### SET TASK
Reproduce the material from the line containing "Could you point out the wooden dresser" through the line containing "<point>53,369</point>", requests included, with every coordinate in the answers scaled by 0.35 and rounded to the nearest whole number, halves rounded up. Leave the numbers in the requests and their format samples unchanged, and return only these lines.

[Start of GIVEN ENTRIES]

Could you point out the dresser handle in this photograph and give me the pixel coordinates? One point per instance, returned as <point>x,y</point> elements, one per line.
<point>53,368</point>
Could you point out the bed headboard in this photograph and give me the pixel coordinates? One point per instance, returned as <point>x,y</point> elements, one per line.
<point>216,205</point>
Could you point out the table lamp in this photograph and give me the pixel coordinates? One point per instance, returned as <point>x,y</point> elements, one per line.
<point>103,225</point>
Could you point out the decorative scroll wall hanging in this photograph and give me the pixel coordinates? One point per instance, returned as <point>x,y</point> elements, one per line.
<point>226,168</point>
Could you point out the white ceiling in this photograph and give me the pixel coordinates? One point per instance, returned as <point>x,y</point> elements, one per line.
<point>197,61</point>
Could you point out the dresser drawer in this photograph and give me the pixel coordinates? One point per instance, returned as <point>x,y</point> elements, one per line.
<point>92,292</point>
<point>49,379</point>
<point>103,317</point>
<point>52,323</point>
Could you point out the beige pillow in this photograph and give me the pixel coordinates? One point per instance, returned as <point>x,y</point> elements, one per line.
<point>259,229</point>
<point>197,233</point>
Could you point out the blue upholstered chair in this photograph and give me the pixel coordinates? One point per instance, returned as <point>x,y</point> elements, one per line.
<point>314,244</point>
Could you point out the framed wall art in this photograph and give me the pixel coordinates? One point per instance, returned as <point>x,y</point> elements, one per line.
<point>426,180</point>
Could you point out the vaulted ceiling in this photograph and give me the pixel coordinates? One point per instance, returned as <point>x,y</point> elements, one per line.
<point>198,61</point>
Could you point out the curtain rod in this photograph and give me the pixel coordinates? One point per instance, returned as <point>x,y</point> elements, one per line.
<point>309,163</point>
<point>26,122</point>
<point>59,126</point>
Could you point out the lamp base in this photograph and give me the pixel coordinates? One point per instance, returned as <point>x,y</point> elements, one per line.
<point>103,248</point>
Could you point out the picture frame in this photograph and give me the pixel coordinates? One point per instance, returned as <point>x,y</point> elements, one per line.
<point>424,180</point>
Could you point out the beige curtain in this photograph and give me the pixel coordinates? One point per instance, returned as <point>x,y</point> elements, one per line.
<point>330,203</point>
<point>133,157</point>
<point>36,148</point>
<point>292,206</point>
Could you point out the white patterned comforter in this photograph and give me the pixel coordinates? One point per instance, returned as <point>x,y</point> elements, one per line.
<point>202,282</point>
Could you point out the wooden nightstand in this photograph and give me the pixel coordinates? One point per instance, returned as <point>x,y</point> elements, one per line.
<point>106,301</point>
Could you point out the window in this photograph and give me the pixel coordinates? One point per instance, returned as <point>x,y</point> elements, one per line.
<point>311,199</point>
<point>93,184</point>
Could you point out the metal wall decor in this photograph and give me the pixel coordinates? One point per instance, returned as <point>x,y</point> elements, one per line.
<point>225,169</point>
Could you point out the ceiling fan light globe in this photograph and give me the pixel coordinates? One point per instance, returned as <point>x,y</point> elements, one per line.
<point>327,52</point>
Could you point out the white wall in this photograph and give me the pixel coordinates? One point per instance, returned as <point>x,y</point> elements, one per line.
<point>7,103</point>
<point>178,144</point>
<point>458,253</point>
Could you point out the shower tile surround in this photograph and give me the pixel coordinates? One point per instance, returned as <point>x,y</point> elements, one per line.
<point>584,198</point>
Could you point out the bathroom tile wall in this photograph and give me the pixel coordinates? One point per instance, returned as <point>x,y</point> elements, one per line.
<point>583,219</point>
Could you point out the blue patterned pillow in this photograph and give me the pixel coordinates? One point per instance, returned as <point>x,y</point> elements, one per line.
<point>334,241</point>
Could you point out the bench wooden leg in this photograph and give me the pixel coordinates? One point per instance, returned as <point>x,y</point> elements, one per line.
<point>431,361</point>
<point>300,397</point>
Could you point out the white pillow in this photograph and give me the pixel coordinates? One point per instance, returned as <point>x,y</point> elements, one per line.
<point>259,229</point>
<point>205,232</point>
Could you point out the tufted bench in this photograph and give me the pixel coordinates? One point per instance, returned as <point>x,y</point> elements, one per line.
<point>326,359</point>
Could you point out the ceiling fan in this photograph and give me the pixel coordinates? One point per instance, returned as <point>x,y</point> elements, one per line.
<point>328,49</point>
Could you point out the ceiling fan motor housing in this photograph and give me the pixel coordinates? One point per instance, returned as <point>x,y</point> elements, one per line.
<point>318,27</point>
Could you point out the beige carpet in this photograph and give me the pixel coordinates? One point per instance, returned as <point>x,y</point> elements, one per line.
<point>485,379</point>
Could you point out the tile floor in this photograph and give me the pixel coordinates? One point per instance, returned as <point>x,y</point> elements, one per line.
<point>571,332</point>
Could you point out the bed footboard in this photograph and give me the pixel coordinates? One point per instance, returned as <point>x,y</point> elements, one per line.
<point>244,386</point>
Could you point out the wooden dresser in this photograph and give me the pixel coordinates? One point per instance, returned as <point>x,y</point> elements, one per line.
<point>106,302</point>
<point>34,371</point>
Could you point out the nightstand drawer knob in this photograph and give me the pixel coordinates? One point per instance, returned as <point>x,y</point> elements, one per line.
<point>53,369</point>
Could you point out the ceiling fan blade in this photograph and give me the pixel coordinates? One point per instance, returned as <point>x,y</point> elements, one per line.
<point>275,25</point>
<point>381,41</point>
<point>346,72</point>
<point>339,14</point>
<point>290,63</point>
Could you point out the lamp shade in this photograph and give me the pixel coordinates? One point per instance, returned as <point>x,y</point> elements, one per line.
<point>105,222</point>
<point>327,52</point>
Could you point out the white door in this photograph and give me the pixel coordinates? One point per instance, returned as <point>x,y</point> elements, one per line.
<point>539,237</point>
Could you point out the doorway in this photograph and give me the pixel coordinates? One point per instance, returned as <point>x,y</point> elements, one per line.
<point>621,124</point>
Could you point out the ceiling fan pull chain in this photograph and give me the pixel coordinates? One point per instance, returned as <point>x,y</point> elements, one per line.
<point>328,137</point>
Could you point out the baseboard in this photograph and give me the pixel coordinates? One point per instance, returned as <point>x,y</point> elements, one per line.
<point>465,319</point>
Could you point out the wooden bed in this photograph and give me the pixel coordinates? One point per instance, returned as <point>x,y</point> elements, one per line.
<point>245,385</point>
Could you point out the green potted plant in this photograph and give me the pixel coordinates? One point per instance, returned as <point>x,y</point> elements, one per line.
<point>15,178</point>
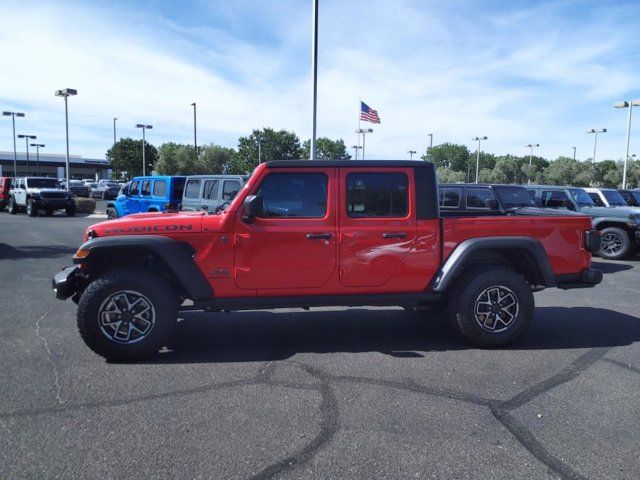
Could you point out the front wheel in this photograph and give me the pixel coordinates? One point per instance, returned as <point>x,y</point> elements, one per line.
<point>615,243</point>
<point>492,307</point>
<point>127,315</point>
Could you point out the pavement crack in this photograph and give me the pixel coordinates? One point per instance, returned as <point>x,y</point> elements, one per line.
<point>626,366</point>
<point>56,375</point>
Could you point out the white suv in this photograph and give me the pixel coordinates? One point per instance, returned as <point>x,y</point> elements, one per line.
<point>39,193</point>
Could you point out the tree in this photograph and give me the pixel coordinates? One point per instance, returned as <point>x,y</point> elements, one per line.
<point>276,145</point>
<point>449,155</point>
<point>125,157</point>
<point>215,159</point>
<point>327,149</point>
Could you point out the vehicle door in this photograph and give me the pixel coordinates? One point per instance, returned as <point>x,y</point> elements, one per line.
<point>292,243</point>
<point>159,194</point>
<point>20,192</point>
<point>145,195</point>
<point>132,203</point>
<point>377,224</point>
<point>211,194</point>
<point>192,194</point>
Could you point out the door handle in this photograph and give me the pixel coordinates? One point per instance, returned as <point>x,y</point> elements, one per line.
<point>318,236</point>
<point>394,235</point>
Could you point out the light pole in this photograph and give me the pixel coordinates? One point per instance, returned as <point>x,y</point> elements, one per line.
<point>26,145</point>
<point>144,140</point>
<point>595,139</point>
<point>364,132</point>
<point>478,139</point>
<point>314,75</point>
<point>66,93</point>
<point>531,145</point>
<point>195,138</point>
<point>13,116</point>
<point>629,105</point>
<point>38,147</point>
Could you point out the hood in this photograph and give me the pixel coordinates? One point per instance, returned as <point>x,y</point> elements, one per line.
<point>622,212</point>
<point>150,224</point>
<point>547,212</point>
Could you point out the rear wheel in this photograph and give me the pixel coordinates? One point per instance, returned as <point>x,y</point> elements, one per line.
<point>492,307</point>
<point>32,210</point>
<point>615,243</point>
<point>127,315</point>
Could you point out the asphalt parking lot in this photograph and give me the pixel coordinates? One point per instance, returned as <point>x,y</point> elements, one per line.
<point>329,393</point>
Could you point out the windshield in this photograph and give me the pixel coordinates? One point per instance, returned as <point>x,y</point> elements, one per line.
<point>614,198</point>
<point>581,197</point>
<point>514,197</point>
<point>42,183</point>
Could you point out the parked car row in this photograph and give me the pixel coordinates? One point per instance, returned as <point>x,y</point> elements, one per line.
<point>618,221</point>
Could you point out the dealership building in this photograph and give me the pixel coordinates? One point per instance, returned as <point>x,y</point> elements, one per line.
<point>53,165</point>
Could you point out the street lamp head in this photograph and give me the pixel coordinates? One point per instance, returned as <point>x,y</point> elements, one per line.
<point>66,92</point>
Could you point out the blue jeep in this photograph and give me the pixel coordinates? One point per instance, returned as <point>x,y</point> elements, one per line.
<point>147,194</point>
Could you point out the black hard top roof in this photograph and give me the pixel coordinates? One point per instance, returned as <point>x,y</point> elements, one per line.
<point>349,163</point>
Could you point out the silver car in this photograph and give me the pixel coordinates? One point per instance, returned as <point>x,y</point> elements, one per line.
<point>210,191</point>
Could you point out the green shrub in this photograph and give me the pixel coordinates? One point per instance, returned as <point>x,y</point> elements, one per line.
<point>85,205</point>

[End of GIVEN ENTRIES]

### CORRECT ANSWER
Could you point out the wooden dresser in this photograph and give me the pixel coordinates? One point per instance, returned as <point>x,y</point> elements, one per line.
<point>37,106</point>
<point>12,130</point>
Could you point out the nightstand drawer knob in this photograph and give me the pixel coordinates? One point per instance, returned as <point>x,y</point> elements, one per line.
<point>19,129</point>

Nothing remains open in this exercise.